**Reading passage**
--- START ---

Self-employment tax (SE tax) is a social security and Medicare tax primarily for individuals who work for themselves. It is similar to the social security and Medicare taxes withheld from the pay of most wage earners.
You figure SE tax yourself using Schedule SE (Form 1040). Social security and Medicare taxes of most wage earners are figured by their employers. Also you can deduct half of your SE tax in figuring your adjusted gross income. Wage earners cannot deduct social security and Medicare taxes.

SE tax rate

The self-employment tax rate is 15.3%. The rate consists of two parts: 12.4% for social security (old-age, survivors, and disability insurance) and 2.9% for Medicare (hospital insurance).
Maximum earnings subject to SE tax. Only the first $102,000 of your combined wages, tips, and net earnings in 2008 is subject to any combination of the 12.4% social security part of SE tax, social security tax, or railroad retirement (tier 1) tax.

All your combined wages, tips, and net earnings are subject to any combination of the 2.9% Medicare part of SE tax, social security tax, or railroad retirement (tier 1) tax.
Self-employment tax deduction. You can deduct half of your SE tax in figuring your adjusted gross income. This deduction only affects your income tax. It does not affect either your net earnings from self-employment or your SE tax.

How to Pay Self-Employment Tax

To pay SE tax, you must have a social security number (SSN) or an individual taxpayer identification number (ITIN). This section explains how to:
• Obtain an SSN or ITIN
• Pay your SE tax using estimated tax.
Obtaining a Social Security Number. If you never had an SSN, apply for one using Form SS-5, Application for a Social Security Card. You can get this form at any Social Security office or by calling (800) 772-1213.

Download the form from the Social Security Online Web site.

Obtaining an Individual Taxpayer Identification Number. The IRS will issue you an ITIN if you are a nonresident or resident alien and you do not have and are not eligible to get an SSN.To apply for an ITIN , file Form W-7, Application for IRS Individual Taxpayer Identification Number.

Estimated Taxes

Federal income tax is a pay-as-you-go tax. You must pay the tax as you earn or receive income during the year. You generally have to make estimated tax payments if you expect to owe tax, including SE tax, of $1,000 or more when you file your return. There are two ways to pay as you go: withholding and estimated taxes. If you are a self-employed individual and do not have income tax withheld, you must make estimated tax payments.

Who Must Pay Self-Employment Tax?

You must pay SE tax and file Schedule SE (Form 1040) if either of the following applies.
• Your net earnings from self-employment (excluding church employee income ) were $400 or more.
• You had church employee income of $108.28 or more.

--- END ---

**Listed entries**
--- START ---

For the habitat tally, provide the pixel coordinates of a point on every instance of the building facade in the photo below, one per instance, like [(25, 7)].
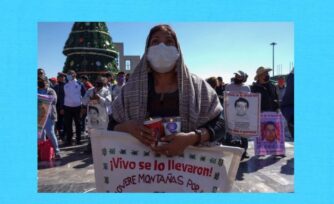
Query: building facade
[(125, 63)]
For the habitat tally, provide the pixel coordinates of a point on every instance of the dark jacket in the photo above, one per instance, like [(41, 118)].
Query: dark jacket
[(287, 105), (53, 112), (59, 88), (269, 97)]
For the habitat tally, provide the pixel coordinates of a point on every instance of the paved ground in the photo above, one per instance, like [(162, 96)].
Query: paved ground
[(75, 172)]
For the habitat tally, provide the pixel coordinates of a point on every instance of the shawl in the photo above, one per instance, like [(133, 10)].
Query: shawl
[(198, 101)]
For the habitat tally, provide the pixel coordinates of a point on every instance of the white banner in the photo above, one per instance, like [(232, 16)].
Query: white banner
[(242, 113), (123, 164)]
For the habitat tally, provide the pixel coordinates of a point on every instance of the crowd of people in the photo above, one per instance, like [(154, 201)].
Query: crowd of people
[(160, 86)]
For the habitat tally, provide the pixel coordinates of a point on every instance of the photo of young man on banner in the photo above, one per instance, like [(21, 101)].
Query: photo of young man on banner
[(242, 113), (44, 107), (272, 138)]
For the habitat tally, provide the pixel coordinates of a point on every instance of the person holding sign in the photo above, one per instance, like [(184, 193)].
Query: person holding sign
[(49, 128), (162, 86), (241, 106), (269, 97), (98, 96)]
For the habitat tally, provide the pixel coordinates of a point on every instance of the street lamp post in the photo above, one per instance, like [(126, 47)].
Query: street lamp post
[(273, 44)]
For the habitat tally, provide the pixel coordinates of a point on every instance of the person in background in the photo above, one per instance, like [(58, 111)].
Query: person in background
[(287, 104), (73, 92), (99, 94), (220, 89), (110, 78), (116, 88), (213, 82), (237, 85), (281, 88), (269, 97), (162, 86), (40, 72), (59, 88), (43, 88), (86, 83), (53, 82), (127, 76)]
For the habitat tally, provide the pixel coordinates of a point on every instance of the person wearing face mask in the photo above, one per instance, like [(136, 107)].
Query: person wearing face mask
[(269, 97), (73, 92), (99, 94), (238, 86), (162, 86), (116, 88), (49, 129)]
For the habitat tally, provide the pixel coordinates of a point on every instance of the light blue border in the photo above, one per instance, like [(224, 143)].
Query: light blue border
[(313, 58)]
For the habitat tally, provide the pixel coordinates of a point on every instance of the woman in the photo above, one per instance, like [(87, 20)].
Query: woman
[(162, 86), (52, 118)]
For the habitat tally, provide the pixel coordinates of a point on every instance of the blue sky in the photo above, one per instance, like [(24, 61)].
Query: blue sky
[(209, 49)]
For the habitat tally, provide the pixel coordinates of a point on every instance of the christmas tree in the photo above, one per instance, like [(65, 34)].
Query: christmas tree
[(89, 50)]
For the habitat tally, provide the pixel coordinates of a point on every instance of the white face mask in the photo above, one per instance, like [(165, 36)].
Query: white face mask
[(162, 57)]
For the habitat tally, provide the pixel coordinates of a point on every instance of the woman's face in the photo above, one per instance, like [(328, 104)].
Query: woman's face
[(162, 37)]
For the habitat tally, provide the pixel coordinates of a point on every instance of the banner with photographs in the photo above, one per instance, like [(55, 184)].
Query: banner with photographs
[(242, 113), (123, 164), (44, 108), (272, 138), (97, 116)]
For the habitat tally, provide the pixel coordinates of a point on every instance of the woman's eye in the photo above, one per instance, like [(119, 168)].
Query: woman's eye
[(170, 42), (154, 42)]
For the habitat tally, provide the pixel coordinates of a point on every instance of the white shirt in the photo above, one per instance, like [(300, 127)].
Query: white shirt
[(72, 90)]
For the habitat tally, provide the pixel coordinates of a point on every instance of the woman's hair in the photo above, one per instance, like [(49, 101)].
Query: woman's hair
[(161, 27)]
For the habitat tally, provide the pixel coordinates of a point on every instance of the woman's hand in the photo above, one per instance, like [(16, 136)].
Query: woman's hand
[(177, 143), (138, 130)]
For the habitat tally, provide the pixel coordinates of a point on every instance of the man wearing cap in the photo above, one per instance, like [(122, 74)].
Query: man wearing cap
[(239, 79), (116, 88), (269, 97), (220, 89), (74, 91), (59, 88), (281, 88), (110, 78), (84, 80)]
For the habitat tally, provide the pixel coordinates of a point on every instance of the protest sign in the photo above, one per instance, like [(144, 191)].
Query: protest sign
[(44, 108), (97, 116), (271, 141), (242, 113), (123, 164)]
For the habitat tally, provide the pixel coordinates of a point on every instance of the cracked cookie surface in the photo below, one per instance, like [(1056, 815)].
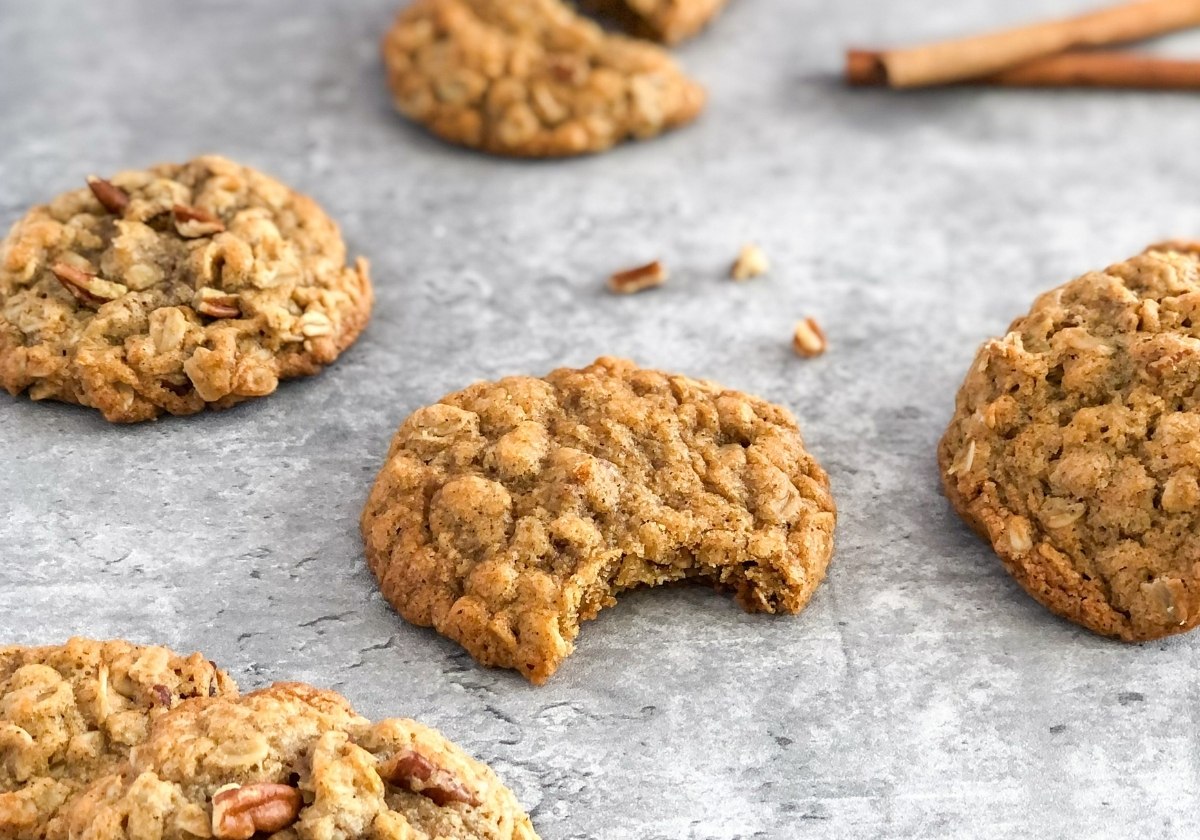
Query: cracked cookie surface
[(531, 78), (295, 763), (510, 511), (1075, 447), (70, 714), (173, 289)]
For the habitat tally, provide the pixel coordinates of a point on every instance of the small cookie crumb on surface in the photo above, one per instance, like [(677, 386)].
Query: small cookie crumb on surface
[(1074, 449), (808, 339), (640, 279), (511, 511), (751, 262)]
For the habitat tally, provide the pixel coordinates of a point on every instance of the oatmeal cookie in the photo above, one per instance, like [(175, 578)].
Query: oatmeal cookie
[(1075, 447), (513, 510), (667, 21), (295, 763), (531, 78), (174, 289), (70, 714)]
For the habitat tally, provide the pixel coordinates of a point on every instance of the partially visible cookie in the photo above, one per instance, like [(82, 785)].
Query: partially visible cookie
[(293, 762), (513, 510), (174, 289), (531, 78), (667, 21), (70, 714), (1075, 447)]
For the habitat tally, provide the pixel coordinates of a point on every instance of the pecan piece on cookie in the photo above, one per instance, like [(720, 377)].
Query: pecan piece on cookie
[(87, 288), (531, 78), (511, 511), (1073, 447), (205, 310), (216, 304), (240, 811), (112, 197), (418, 774), (193, 222)]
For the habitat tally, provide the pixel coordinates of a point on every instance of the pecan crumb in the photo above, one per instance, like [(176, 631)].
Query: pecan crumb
[(241, 811), (193, 222), (751, 262), (112, 197), (418, 774), (87, 288), (639, 280), (808, 339)]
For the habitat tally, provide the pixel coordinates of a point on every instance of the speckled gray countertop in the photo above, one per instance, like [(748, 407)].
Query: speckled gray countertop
[(922, 694)]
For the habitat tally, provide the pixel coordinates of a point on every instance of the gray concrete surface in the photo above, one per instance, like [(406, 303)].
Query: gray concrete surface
[(922, 694)]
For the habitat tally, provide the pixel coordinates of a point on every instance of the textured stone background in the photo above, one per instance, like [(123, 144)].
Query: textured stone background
[(922, 694)]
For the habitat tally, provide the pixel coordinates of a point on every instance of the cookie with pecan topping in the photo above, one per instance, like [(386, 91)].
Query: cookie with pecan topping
[(667, 21), (1075, 447), (71, 713), (174, 289), (297, 763), (531, 78), (509, 513)]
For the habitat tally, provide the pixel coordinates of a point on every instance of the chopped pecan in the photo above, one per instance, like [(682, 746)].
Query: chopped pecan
[(640, 279), (112, 197), (87, 288), (193, 222), (216, 304), (240, 811), (417, 774), (808, 339)]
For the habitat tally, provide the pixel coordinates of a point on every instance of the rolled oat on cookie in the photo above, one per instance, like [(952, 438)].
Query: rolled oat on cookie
[(531, 78)]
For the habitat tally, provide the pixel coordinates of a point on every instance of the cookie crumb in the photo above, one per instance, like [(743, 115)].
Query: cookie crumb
[(751, 262), (808, 339), (631, 281)]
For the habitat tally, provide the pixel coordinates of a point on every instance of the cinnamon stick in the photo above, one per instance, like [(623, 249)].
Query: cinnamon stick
[(971, 58), (1080, 69)]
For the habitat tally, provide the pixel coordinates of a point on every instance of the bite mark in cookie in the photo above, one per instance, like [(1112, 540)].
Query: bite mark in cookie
[(1074, 448), (174, 289), (511, 511), (70, 714), (531, 78)]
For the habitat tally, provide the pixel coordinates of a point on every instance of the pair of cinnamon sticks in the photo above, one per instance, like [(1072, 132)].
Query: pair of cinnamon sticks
[(1056, 53)]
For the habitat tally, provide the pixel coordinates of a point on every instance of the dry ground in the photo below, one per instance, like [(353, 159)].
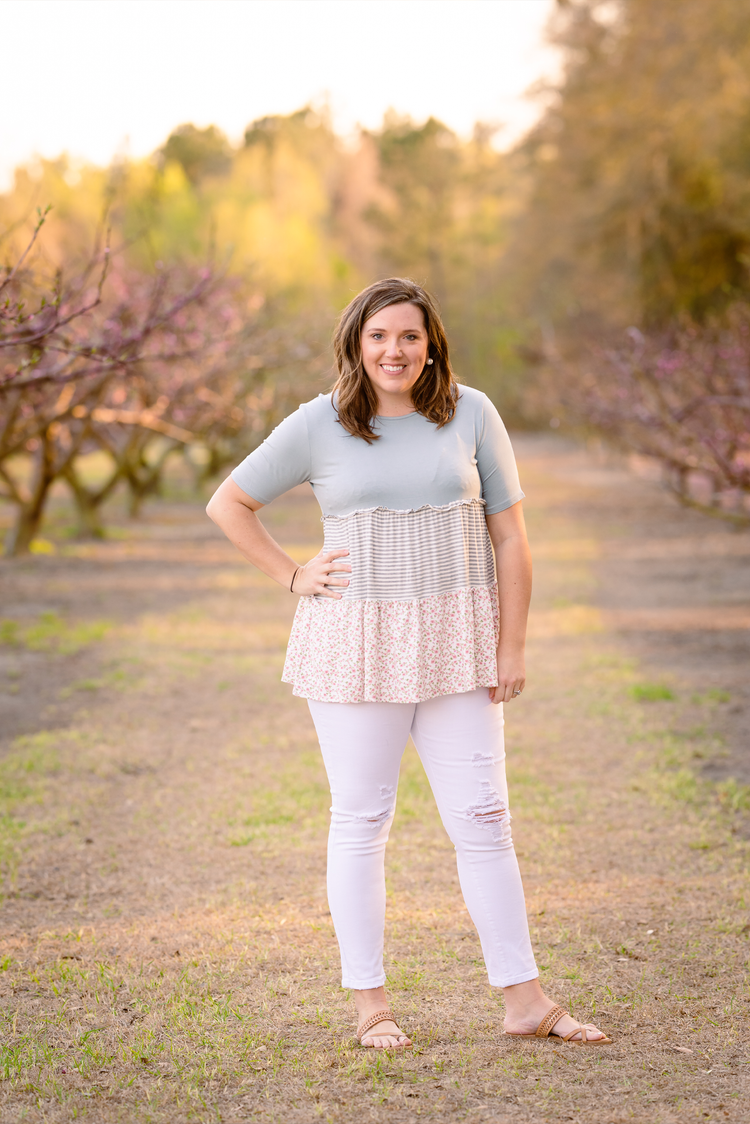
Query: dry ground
[(166, 949)]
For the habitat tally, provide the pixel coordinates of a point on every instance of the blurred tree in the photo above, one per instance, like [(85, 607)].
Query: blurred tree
[(200, 153), (638, 188), (441, 209), (138, 365)]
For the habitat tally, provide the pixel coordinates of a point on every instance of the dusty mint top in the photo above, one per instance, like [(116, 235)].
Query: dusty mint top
[(413, 464)]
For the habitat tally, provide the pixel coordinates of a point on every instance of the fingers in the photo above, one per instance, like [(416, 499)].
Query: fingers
[(315, 578), (506, 691)]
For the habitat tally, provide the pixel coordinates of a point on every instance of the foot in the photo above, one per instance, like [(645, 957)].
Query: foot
[(385, 1034), (526, 1005)]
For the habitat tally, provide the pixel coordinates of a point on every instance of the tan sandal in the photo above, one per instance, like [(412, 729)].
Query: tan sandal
[(551, 1020), (380, 1016)]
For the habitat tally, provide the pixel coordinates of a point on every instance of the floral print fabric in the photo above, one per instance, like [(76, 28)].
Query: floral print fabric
[(394, 651)]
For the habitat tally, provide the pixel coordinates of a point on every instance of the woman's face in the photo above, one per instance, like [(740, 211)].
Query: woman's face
[(395, 350)]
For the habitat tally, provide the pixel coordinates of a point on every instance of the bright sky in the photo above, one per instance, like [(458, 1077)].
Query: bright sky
[(93, 78)]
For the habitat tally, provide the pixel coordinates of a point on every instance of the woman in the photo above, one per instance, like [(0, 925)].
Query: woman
[(403, 628)]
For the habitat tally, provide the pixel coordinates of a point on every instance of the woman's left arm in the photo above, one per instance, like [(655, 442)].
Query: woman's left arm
[(507, 532)]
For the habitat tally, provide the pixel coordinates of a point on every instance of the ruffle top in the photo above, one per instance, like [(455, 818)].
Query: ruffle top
[(419, 616)]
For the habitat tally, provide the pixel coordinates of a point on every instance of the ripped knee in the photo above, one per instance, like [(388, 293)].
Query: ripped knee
[(377, 817), (490, 813)]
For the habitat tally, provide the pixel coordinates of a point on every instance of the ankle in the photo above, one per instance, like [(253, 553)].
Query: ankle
[(521, 998), (367, 999)]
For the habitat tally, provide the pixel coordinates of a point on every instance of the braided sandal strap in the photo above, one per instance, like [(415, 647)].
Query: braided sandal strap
[(379, 1016), (550, 1020)]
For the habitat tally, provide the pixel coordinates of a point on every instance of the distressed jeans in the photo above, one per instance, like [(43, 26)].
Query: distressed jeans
[(459, 739)]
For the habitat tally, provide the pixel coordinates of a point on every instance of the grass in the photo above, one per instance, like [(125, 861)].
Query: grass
[(51, 633)]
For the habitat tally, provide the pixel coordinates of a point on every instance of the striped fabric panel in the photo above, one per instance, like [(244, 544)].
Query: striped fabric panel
[(400, 555)]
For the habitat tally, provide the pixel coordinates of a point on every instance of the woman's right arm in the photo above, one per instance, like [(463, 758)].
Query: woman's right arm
[(234, 511)]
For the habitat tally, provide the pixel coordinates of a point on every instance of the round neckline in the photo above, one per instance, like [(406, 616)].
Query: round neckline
[(395, 417)]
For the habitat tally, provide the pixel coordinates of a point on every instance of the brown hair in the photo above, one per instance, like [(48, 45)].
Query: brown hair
[(435, 392)]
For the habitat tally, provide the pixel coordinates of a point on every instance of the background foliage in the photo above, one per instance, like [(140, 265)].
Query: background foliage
[(626, 207)]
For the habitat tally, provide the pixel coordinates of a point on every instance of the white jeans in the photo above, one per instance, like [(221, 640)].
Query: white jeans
[(459, 739)]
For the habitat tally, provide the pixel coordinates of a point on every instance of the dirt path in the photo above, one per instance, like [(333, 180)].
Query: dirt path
[(168, 953)]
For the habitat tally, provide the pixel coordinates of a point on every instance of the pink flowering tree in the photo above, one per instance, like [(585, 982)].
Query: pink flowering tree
[(680, 396), (139, 366)]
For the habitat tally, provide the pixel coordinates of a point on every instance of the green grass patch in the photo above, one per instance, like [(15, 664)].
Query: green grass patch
[(51, 633), (651, 692)]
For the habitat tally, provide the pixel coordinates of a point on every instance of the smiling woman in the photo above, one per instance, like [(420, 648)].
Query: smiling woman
[(412, 622), (392, 359)]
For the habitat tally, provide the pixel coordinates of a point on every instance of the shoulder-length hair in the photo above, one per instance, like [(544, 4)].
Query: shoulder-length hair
[(435, 392)]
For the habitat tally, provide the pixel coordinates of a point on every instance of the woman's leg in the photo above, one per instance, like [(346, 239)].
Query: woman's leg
[(362, 745), (460, 741)]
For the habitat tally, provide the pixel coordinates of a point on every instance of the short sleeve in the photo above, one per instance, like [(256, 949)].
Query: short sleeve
[(500, 487), (280, 463)]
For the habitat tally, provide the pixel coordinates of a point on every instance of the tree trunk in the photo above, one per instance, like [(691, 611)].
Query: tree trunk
[(30, 514), (88, 504)]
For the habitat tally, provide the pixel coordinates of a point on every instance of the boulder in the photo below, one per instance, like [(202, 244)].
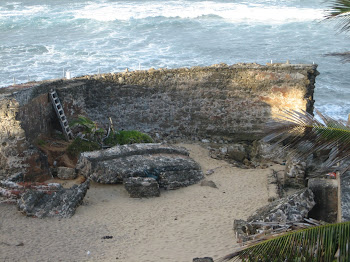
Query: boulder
[(171, 166), (66, 173), (61, 203), (139, 187)]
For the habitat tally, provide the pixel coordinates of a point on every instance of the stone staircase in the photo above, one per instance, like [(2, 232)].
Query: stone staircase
[(61, 116)]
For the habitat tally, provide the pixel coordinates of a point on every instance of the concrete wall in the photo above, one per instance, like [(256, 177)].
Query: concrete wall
[(219, 103)]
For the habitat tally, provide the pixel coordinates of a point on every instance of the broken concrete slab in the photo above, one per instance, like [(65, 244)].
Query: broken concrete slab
[(326, 198), (171, 166), (291, 209), (140, 187), (61, 203), (345, 196)]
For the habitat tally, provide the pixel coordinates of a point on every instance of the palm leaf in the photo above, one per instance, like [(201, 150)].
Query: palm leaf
[(305, 135), (321, 243), (340, 10)]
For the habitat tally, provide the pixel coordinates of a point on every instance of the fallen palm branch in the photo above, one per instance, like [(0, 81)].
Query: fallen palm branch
[(318, 243), (14, 190)]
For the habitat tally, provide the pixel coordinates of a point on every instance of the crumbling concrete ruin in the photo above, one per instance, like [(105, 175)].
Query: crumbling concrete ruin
[(226, 107)]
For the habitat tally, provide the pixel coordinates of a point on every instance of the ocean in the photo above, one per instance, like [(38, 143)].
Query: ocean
[(41, 39)]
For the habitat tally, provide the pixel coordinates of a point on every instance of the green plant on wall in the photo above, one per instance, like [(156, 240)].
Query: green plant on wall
[(90, 131), (127, 137), (92, 138)]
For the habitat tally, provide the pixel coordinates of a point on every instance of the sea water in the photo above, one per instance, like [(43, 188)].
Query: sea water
[(41, 39)]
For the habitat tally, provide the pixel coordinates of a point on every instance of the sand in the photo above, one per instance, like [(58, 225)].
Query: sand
[(178, 226)]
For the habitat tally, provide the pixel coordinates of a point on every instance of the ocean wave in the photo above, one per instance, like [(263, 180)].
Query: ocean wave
[(233, 12), (20, 11)]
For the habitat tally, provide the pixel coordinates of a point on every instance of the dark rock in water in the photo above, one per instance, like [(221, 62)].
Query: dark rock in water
[(139, 187), (203, 259), (61, 203), (171, 166)]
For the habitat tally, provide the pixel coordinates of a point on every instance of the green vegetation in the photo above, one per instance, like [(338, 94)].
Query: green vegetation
[(321, 243), (127, 137), (340, 10), (306, 135), (90, 130), (92, 137)]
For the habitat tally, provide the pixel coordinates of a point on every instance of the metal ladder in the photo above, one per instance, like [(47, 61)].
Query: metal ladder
[(61, 116)]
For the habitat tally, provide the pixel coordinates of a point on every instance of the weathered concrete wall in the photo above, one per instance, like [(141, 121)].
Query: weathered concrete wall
[(17, 155), (345, 196), (227, 103)]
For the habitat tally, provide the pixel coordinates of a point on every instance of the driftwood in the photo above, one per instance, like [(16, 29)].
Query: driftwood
[(14, 190)]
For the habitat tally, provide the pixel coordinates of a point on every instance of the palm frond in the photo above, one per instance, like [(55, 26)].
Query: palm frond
[(340, 10), (320, 243), (306, 135)]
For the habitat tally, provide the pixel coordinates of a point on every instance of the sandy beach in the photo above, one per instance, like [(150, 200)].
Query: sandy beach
[(178, 226)]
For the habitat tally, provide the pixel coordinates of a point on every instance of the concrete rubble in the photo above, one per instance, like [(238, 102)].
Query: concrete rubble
[(170, 166)]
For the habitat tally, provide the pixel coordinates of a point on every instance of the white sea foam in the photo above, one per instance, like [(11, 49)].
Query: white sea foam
[(24, 11), (237, 13)]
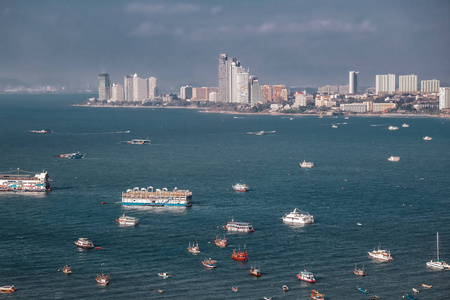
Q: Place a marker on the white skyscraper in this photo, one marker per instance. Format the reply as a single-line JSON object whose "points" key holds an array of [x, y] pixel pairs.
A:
{"points": [[429, 86], [444, 98], [385, 84], [353, 82], [407, 83]]}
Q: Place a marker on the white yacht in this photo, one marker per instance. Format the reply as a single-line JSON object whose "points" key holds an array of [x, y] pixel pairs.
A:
{"points": [[299, 217], [438, 264]]}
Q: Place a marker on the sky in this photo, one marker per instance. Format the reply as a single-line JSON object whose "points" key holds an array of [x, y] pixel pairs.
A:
{"points": [[296, 43]]}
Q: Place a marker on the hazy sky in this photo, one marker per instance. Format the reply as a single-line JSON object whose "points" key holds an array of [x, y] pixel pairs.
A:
{"points": [[297, 43]]}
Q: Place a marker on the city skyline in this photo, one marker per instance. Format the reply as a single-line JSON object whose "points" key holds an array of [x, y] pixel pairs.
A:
{"points": [[284, 42]]}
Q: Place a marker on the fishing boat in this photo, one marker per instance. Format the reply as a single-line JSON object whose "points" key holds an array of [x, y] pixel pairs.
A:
{"points": [[102, 279], [381, 254], [221, 242], [362, 290], [209, 263], [239, 187], [298, 217], [238, 226], [240, 255], [255, 271], [394, 158], [67, 270], [7, 289], [137, 142], [306, 276], [359, 271], [127, 221], [84, 243], [76, 155], [316, 295], [438, 264], [194, 248], [306, 164]]}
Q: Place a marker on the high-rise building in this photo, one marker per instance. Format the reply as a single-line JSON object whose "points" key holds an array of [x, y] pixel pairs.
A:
{"points": [[353, 82], [444, 97], [429, 86], [186, 92], [407, 83], [116, 92], [152, 88], [385, 84], [104, 87]]}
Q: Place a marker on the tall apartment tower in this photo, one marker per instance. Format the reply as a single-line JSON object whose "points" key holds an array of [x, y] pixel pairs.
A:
{"points": [[429, 86], [385, 84], [407, 83], [104, 87], [152, 88], [353, 82]]}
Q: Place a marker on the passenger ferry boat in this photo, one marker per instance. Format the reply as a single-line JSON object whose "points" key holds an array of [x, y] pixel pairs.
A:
{"points": [[76, 155], [24, 181], [306, 276], [298, 218], [137, 142], [67, 270], [238, 226], [394, 158], [127, 221], [381, 254], [102, 279], [239, 187], [306, 164], [84, 243], [240, 255], [209, 263], [194, 248], [220, 242], [149, 197]]}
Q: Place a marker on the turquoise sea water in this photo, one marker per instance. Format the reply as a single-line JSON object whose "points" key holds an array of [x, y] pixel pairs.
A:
{"points": [[400, 205]]}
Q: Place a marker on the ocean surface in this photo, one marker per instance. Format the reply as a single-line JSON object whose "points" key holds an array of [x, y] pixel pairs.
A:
{"points": [[400, 205]]}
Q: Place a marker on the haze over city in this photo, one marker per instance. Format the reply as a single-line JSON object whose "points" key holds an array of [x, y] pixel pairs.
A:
{"points": [[296, 43]]}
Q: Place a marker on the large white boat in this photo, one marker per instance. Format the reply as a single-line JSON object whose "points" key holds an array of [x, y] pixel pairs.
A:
{"points": [[298, 217], [438, 264], [306, 164], [380, 254], [23, 181], [149, 197], [127, 221], [394, 158], [239, 226]]}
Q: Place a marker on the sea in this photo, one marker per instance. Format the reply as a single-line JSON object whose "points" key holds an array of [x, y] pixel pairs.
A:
{"points": [[360, 201]]}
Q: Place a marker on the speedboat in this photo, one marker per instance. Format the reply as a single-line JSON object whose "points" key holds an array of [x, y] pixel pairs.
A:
{"points": [[394, 158], [209, 263], [127, 221], [362, 290], [381, 254], [102, 279], [239, 187], [7, 289], [84, 243], [194, 248], [298, 217], [306, 164], [306, 276]]}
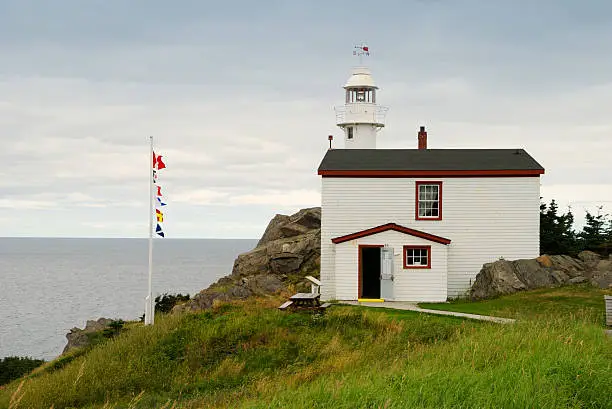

--- END ---

**Exercise 1**
Write out the stretch of the self-employment tax passage from "Federal income tax" through "of $108.28 or more.".
**Exercise 2**
List every tax form the self-employment tax passage names.
The data above are separate material, apart from the self-employment tax passage.

**Expected answer 1**
Federal income tax is a pay-as-you-go tax. You must pay the tax as you earn or receive income during the year. You generally have to make estimated tax payments if you expect to owe tax, including SE tax, of $1,000 or more when you file your return. There are two ways to pay as you go: withholding and estimated taxes. If you are a self-employed individual and do not have income tax withheld, you must make estimated tax payments.

Who Must Pay Self-Employment Tax?

You must pay SE tax and file Schedule SE (Form 1040) if either of the following applies.
• Your net earnings from self-employment (excluding church employee income ) were $400 or more.
• You had church employee income of $108.28 or more.

**Expected answer 2**
- Schedule SE (Form 1040)
- Form SS-5, Application for a Social Security Card
- Form W-7, Application for IRS Individual Taxpayer Identification Number